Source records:
---
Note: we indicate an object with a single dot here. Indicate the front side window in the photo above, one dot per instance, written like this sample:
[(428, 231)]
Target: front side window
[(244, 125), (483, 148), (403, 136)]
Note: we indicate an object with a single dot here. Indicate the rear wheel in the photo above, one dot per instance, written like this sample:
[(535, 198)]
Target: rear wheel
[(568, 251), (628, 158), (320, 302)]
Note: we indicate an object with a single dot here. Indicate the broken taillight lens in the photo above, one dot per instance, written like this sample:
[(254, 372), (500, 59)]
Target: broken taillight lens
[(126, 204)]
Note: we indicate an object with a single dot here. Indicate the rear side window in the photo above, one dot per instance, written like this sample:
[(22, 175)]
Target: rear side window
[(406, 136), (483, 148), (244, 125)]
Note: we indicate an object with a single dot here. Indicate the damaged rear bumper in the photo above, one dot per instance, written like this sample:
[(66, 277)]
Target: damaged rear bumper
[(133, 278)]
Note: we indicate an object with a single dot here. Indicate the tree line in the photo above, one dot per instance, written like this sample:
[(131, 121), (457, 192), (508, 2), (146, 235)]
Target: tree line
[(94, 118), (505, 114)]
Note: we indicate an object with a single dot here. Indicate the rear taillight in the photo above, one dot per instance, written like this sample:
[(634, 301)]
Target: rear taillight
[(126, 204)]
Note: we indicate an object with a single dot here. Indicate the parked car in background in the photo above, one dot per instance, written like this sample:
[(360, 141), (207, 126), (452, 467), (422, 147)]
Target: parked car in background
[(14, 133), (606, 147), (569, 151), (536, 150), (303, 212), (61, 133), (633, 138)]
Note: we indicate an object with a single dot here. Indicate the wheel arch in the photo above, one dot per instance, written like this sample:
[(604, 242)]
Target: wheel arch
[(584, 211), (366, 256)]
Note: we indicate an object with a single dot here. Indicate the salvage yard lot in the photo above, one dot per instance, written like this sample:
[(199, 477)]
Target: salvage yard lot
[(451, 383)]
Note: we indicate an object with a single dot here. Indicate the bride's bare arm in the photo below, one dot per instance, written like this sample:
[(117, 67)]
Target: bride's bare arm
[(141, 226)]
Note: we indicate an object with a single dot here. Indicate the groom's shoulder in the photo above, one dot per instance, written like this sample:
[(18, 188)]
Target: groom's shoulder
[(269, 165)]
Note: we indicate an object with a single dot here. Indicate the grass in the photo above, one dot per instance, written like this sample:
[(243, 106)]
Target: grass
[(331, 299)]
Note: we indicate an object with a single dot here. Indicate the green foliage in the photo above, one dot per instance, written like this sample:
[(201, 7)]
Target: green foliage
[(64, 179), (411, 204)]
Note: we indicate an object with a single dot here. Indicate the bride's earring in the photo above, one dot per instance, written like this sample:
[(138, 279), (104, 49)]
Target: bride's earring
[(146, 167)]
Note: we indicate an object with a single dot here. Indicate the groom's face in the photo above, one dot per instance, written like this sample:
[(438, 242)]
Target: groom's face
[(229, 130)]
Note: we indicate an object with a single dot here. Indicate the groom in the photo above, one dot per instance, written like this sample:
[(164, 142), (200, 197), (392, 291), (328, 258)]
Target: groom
---
Copy out the lines above exactly, beginning at the one that contains "Target: rear side window" and ending at the one that contains "Indicate the tree".

■ Reply ■
Target: rear side window
[(406, 136), (483, 148), (244, 125)]
Note: we indicate an object with a single dot here. Indicate the damaged rear bumper in the photo above, one dot per instance, written like this sample:
[(66, 277)]
Target: damaged rear bumper
[(133, 278)]
Note: we indicate an object with a single dot here. Indicate the tree line in the photo above, one dot per instance, written like this sample:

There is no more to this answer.